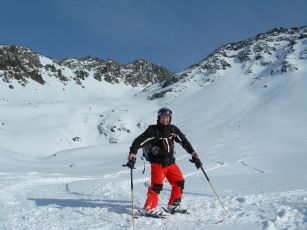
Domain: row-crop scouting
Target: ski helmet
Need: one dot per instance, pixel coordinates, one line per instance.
(165, 111)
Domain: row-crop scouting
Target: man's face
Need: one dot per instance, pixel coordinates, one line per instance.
(164, 119)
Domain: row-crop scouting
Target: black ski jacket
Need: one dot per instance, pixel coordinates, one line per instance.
(162, 136)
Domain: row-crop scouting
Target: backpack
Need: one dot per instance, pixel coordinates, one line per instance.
(149, 150)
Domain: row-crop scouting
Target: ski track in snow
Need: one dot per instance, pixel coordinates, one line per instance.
(61, 202)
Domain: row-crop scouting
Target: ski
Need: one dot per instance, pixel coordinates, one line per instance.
(173, 212)
(157, 215)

### GIVEN INSTRUCTION
Please reproduce every record above word for word, leaving out the pictures.

### COMPLETE RESPONSE
Domain: row-crop scouting
Target: ski helmet
Need: one dot per instance, pixel coordinates, one line per instance.
(165, 111)
Domain: row-crop scouting
Target: man's face
Need: one dot per instance, pixel coordinates, one line per instance.
(164, 119)
Domain: row-crop scouting
Target: black ski jacket
Need: one dot per instance, pixel coordinates, one line per instance.
(162, 136)
Domain: row-crop scouting
Target: backpack
Need: one dot per instance, pixel coordinates, one line per instance.
(149, 150)
Domain: row-crop scouting
Target: ski track in snow
Need: one dot per instance, pixel coordinates, one line per instance.
(61, 202)
Domain: row-crop scouting
Target: ski
Need: one dot per instance, pixel coordinates, one line per instance.
(173, 212)
(157, 215)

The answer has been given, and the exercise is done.